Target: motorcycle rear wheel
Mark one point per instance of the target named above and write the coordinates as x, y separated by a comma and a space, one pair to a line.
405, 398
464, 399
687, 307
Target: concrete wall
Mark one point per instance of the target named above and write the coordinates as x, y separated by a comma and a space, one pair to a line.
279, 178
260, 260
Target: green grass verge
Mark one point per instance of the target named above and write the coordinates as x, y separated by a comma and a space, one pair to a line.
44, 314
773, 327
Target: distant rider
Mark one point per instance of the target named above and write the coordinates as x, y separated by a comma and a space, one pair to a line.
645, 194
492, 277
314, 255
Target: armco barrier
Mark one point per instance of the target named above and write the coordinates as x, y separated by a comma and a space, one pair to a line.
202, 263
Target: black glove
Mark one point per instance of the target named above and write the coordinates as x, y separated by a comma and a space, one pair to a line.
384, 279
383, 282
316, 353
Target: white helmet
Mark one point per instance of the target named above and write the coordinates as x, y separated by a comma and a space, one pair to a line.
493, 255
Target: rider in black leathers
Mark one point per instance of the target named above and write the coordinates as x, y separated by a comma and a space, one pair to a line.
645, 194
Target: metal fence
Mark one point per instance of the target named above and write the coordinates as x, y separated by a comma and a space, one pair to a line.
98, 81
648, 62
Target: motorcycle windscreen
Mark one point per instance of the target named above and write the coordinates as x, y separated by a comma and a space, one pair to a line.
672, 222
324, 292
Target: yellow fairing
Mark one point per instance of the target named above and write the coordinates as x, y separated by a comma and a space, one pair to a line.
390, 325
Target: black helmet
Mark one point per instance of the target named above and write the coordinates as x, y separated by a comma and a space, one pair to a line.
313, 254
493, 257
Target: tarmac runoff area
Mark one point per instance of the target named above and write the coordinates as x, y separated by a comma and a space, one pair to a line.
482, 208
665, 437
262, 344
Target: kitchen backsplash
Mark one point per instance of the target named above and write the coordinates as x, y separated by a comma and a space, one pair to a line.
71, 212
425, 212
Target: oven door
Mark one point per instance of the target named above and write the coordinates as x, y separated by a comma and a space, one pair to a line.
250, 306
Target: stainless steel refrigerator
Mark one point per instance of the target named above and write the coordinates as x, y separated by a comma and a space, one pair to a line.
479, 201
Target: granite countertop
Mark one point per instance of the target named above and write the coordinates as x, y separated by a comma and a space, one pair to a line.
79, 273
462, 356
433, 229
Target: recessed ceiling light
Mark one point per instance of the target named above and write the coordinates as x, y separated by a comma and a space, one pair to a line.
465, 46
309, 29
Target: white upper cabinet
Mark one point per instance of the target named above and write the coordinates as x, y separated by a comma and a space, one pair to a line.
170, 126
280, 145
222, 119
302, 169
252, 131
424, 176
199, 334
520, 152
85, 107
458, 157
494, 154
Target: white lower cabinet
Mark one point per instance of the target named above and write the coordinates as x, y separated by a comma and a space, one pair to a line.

......

- [YOUR GOAL]
Work out how many lines of the material include "rider", then report only that count.

- [SOLUTION FOR THIS TASK]
2